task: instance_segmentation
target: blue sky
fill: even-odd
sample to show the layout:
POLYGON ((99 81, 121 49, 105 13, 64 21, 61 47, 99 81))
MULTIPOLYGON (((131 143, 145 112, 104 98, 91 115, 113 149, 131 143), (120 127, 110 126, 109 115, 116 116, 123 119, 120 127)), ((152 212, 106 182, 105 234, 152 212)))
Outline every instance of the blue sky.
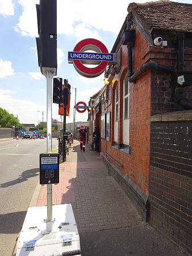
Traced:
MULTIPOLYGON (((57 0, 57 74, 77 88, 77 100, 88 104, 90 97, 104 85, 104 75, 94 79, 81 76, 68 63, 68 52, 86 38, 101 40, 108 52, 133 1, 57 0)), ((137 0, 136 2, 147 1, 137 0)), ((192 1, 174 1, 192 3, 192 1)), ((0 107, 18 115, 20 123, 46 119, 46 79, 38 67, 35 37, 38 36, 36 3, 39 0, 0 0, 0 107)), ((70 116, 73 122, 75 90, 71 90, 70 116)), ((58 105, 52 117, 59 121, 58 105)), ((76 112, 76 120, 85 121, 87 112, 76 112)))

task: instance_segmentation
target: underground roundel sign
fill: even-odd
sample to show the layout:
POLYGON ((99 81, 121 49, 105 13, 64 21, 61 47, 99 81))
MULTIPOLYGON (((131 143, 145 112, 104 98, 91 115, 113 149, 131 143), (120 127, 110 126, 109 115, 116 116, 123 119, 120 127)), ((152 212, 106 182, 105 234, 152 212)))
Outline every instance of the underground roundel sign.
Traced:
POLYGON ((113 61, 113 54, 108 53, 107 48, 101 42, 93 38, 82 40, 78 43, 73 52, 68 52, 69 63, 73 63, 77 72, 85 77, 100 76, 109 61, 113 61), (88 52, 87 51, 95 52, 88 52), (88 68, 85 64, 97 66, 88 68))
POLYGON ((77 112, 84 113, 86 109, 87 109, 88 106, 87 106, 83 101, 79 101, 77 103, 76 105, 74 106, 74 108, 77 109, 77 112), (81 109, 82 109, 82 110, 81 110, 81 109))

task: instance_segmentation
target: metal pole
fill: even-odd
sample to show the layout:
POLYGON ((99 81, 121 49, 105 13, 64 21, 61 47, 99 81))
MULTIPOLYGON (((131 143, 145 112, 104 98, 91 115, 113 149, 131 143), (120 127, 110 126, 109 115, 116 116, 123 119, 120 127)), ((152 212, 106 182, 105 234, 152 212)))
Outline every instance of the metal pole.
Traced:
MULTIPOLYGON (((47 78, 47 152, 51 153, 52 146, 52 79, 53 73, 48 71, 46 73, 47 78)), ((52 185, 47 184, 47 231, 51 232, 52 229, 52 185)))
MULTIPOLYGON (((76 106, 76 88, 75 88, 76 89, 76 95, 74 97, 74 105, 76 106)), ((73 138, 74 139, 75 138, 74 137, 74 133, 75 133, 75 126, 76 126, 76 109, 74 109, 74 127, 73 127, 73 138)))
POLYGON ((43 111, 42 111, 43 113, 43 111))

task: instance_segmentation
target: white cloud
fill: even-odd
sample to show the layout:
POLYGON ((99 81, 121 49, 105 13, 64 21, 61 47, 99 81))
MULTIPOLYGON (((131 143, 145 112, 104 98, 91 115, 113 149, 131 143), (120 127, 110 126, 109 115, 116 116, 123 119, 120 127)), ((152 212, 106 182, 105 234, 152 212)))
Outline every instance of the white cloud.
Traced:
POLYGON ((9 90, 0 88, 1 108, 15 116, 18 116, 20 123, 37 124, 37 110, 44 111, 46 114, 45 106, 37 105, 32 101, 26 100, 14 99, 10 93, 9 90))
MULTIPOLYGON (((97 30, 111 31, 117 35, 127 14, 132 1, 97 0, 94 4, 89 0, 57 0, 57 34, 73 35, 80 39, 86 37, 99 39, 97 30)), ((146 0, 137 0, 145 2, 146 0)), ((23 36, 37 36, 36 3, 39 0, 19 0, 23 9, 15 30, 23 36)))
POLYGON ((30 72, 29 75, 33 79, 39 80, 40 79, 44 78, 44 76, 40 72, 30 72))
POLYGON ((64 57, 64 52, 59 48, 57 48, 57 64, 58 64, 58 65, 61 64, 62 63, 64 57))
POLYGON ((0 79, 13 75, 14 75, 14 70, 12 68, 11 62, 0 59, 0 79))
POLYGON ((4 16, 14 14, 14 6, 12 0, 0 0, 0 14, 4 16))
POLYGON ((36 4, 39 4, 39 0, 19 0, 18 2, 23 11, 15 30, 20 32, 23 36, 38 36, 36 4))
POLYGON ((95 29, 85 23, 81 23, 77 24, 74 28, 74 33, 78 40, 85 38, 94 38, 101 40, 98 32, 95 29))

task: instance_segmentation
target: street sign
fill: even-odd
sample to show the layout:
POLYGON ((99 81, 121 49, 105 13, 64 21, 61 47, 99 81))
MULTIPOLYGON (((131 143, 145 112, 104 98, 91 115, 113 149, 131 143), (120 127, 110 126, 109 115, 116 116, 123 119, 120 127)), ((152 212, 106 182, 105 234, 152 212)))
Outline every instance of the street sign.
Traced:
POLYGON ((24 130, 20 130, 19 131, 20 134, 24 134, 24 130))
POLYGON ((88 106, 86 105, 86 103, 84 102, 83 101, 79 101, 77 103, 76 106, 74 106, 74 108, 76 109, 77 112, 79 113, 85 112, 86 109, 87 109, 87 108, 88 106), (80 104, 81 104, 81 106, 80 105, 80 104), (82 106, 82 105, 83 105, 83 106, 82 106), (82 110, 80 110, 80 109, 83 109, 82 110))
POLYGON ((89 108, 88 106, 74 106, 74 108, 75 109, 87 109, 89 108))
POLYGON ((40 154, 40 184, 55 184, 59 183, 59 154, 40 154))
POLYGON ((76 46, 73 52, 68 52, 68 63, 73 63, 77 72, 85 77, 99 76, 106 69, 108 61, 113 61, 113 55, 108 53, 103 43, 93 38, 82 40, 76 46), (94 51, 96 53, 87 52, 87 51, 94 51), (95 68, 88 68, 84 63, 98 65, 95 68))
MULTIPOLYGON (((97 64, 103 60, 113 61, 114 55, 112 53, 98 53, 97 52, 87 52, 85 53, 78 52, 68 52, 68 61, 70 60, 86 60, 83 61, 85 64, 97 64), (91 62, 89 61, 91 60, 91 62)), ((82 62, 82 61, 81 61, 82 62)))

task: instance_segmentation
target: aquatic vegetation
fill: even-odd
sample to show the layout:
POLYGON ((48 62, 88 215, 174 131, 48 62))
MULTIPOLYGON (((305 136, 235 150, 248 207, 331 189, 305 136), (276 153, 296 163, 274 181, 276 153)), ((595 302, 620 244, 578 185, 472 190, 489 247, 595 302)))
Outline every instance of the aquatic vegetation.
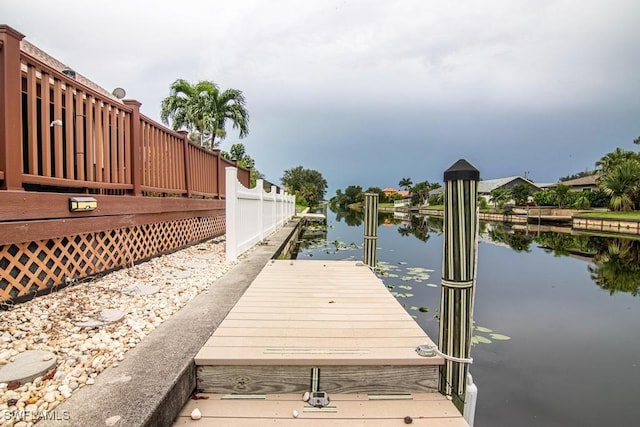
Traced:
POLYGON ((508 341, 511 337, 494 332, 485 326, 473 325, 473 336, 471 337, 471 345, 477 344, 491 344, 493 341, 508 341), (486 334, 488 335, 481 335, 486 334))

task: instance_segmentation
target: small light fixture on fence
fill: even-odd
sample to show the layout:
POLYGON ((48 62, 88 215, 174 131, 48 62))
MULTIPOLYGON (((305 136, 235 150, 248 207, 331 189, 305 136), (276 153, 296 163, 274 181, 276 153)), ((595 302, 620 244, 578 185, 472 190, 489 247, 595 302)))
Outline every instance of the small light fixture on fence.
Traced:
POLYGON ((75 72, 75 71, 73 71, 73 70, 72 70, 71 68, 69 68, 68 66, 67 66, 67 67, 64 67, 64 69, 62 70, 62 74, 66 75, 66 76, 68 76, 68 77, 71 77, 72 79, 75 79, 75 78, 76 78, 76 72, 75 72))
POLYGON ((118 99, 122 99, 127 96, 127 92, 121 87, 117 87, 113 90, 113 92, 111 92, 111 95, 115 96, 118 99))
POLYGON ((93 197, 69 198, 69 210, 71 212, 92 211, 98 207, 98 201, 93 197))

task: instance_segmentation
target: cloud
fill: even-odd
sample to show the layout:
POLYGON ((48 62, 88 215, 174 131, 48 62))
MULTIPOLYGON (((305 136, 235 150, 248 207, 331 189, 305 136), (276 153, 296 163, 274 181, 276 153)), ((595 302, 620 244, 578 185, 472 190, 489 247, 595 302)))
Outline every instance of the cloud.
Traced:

== == ==

:: Exercise details ::
Quote the records word for word, starting at the very beginning and ending with the line that contains "MULTIPOLYGON (((57 0, 57". Leave the pictures out.

:: Result of this exercise ::
task: instance_segmentation
target: blue sky
fill: even-odd
sample to show the layout:
POLYGON ((99 81, 121 49, 105 13, 64 21, 61 47, 99 81))
MULTIPOLYGON (((131 143, 145 112, 104 98, 91 115, 113 149, 131 143), (120 127, 110 126, 109 115, 116 116, 123 119, 120 127)), ((152 212, 106 182, 105 234, 152 212)))
Outline every instance of the blue sky.
Traced:
MULTIPOLYGON (((57 0, 57 74, 77 88, 77 100, 88 104, 90 97, 104 85, 104 75, 94 79, 81 76, 68 63, 68 52, 86 38, 101 40, 108 52, 133 1, 57 0)), ((137 0, 136 2, 147 1, 137 0)), ((192 1, 174 1, 192 3, 192 1)), ((0 107, 18 115, 20 123, 46 119, 46 79, 38 67, 35 37, 38 36, 36 3, 39 0, 0 0, 0 107)), ((70 116, 73 122, 75 90, 71 90, 70 116)), ((58 105, 52 117, 59 121, 58 105)), ((76 112, 76 120, 85 121, 87 112, 76 112)))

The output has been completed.